WORK REQUEST
The expected output is the set of lines below beginning at the one that contains "Where can you spot the distant" and ending at the final line, reproduced exactly.

EXCERPTED RECORDS
━━━━━━━━

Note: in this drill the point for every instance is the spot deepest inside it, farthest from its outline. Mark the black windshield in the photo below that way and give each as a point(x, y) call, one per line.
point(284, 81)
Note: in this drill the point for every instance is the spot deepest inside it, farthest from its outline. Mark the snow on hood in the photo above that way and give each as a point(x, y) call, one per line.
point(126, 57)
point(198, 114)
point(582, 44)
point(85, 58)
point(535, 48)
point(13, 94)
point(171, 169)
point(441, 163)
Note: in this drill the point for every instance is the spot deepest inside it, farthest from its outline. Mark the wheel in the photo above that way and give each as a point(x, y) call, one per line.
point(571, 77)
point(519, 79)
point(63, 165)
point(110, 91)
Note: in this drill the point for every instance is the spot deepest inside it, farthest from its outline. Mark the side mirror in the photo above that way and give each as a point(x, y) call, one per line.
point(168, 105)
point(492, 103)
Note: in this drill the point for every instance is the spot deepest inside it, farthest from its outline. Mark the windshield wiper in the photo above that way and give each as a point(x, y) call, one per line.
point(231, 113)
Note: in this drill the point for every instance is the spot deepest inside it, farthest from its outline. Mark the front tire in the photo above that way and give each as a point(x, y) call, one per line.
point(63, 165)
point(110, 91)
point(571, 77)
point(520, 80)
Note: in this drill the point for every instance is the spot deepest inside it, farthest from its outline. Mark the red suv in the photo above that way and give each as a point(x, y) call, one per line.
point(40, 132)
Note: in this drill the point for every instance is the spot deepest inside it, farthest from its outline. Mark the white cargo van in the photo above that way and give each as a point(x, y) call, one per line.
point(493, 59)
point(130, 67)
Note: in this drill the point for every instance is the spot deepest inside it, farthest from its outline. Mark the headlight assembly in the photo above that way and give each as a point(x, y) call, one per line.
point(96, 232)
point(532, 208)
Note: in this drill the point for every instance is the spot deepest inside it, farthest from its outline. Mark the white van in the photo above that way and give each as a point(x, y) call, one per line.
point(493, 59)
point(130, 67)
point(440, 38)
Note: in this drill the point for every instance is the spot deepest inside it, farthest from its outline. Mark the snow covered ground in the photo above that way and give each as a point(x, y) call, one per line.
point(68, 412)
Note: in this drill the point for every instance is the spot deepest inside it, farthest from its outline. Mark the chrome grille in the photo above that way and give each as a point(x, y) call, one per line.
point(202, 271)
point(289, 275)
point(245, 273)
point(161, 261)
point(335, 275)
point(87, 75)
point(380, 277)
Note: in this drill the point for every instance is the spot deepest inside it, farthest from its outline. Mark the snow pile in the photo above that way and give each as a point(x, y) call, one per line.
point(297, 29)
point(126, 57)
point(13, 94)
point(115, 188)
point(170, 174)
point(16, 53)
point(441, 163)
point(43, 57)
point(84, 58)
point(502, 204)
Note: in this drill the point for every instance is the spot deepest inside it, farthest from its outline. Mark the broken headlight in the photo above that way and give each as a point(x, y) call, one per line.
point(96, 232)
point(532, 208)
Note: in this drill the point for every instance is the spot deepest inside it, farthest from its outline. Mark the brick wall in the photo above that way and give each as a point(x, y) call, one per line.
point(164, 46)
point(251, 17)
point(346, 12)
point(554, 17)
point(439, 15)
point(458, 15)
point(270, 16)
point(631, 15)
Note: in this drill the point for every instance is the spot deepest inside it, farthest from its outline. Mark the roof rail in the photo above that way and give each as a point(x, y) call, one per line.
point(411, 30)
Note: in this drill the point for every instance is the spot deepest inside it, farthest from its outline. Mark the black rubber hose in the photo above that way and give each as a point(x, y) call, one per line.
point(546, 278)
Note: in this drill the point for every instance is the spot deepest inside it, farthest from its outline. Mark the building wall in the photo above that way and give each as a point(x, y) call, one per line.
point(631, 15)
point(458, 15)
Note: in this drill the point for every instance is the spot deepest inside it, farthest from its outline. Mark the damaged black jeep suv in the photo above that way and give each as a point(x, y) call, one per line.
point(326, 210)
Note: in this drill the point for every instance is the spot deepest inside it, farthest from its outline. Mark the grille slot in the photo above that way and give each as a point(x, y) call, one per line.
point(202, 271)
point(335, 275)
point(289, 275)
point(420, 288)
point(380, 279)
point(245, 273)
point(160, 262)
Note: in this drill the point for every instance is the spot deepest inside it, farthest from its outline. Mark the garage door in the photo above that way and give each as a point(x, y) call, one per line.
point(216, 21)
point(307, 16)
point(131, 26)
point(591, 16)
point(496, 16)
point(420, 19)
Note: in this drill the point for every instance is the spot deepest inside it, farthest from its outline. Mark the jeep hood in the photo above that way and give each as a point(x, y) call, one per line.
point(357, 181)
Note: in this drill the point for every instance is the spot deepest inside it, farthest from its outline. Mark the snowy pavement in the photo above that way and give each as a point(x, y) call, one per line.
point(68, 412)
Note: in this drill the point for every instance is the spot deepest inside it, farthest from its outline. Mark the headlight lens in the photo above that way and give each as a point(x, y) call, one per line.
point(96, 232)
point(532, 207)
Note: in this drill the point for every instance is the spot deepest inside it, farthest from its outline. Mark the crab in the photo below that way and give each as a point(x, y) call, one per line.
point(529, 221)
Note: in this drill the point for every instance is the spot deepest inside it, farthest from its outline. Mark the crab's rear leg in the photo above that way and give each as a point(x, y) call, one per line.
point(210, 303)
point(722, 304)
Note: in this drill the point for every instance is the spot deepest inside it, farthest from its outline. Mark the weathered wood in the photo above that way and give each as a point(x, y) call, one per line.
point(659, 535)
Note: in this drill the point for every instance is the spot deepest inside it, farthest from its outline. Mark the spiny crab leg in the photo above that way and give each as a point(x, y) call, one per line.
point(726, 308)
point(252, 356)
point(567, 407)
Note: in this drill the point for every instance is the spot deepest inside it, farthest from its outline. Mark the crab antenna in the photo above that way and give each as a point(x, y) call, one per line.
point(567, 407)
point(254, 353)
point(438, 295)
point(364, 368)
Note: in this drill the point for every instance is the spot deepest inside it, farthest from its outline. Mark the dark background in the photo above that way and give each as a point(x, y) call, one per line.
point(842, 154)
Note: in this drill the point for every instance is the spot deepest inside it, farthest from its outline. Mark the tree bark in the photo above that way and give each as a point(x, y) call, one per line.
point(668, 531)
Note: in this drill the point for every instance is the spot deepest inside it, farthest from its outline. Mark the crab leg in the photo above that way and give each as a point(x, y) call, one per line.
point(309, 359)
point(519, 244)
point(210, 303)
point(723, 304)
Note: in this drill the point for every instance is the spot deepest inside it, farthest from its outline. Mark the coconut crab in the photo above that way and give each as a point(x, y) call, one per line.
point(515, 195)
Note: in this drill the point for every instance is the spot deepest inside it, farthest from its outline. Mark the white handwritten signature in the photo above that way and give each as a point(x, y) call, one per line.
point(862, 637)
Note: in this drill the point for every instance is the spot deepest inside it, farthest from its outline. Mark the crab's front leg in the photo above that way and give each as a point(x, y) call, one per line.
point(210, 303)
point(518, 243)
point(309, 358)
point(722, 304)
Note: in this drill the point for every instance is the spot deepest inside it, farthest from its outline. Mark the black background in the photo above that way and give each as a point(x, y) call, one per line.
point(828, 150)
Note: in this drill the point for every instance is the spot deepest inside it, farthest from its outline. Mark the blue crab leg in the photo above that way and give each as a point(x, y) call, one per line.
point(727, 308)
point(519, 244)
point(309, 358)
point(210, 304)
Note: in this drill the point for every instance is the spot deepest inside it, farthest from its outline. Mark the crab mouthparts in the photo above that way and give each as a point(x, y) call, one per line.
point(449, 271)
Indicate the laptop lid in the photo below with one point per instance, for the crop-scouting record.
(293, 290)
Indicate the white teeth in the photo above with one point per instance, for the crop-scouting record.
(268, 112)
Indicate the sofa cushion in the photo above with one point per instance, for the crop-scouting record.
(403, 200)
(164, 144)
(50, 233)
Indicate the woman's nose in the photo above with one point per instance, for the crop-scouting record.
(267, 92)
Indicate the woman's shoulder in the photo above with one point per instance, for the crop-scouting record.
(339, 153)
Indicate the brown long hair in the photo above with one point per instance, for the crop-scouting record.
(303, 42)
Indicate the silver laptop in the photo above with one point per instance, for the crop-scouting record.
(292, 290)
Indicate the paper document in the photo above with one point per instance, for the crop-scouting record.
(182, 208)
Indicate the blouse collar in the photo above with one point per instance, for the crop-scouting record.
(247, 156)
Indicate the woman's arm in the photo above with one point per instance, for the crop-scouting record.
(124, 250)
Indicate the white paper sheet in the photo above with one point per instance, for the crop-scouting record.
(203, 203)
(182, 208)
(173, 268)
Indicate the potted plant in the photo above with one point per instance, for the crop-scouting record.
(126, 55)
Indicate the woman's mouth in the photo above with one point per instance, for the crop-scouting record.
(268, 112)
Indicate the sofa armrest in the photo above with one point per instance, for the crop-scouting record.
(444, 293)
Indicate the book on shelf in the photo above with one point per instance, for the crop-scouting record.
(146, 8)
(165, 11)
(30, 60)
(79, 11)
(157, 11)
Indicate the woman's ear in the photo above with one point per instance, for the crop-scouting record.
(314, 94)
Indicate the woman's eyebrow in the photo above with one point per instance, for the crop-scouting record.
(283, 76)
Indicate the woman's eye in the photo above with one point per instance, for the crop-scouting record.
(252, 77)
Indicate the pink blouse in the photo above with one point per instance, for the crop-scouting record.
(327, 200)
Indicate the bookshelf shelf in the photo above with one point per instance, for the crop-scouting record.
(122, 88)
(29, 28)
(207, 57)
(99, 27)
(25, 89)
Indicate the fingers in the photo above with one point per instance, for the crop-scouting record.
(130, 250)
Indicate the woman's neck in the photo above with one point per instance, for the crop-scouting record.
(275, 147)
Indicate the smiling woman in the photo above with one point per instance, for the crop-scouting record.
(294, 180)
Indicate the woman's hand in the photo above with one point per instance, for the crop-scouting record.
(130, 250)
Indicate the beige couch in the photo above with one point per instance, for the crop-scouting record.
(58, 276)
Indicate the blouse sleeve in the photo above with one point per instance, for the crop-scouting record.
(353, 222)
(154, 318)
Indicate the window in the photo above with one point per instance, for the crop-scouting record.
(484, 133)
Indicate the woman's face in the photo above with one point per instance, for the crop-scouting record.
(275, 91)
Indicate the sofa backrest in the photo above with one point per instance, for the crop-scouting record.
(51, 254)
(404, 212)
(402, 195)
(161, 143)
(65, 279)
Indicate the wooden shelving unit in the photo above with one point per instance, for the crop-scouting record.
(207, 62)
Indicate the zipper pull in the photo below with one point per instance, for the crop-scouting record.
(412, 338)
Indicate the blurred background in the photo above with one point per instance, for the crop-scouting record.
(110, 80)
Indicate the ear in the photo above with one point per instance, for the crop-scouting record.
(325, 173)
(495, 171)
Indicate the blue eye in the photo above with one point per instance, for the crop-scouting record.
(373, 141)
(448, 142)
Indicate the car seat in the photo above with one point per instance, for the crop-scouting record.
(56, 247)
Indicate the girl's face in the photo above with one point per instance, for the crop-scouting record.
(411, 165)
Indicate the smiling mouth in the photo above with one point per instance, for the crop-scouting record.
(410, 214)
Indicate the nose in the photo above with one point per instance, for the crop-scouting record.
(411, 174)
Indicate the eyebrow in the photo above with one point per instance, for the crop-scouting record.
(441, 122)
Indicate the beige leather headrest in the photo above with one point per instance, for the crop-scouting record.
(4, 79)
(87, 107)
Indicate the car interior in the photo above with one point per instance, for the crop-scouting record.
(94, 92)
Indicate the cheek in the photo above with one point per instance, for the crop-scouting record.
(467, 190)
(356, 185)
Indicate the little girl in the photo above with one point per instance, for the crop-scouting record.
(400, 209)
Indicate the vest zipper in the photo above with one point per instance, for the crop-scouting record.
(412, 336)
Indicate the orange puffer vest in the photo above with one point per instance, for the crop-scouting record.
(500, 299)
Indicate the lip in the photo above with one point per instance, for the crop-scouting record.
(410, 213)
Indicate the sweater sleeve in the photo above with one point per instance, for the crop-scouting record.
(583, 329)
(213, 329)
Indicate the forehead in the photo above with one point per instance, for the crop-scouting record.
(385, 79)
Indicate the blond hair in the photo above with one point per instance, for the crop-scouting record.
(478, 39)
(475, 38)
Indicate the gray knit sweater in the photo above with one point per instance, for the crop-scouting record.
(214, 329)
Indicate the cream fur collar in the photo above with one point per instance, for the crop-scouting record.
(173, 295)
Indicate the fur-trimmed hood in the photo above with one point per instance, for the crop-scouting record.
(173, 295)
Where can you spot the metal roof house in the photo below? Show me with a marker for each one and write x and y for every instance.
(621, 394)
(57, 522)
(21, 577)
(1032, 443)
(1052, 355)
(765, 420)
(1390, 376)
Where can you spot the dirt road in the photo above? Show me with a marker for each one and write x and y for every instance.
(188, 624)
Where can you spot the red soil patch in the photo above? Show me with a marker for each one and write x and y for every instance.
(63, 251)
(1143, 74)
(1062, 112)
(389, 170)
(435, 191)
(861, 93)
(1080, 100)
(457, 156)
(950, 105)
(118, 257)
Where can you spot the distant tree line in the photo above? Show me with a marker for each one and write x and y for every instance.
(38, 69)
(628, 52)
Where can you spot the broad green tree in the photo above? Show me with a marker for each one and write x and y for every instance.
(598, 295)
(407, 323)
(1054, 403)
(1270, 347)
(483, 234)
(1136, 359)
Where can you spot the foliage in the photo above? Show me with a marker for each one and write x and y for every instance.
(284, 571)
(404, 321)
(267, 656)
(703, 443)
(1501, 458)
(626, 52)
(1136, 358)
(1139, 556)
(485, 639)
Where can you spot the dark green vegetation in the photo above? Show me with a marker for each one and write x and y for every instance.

━━━━━━━━

TASK RESPONSE
Where can you spot the distant tree line in the photo above? Show me with a marker for each one and write x and y for every instance.
(38, 69)
(628, 52)
Where can you spot the broad green tree in the photo above? Show me with a marker for each one and write x and y for every instance.
(598, 295)
(407, 323)
(1054, 403)
(1270, 347)
(483, 234)
(1136, 359)
Where can you spot the foliage in the photo above? Show me with a marker for each one and write x and y for every instance.
(284, 571)
(404, 321)
(267, 656)
(703, 443)
(1501, 458)
(626, 52)
(1136, 358)
(1139, 556)
(485, 639)
Where can you spot the dark green vegetation in the photo above? Show me with a marker for each one and write x and y for every instance.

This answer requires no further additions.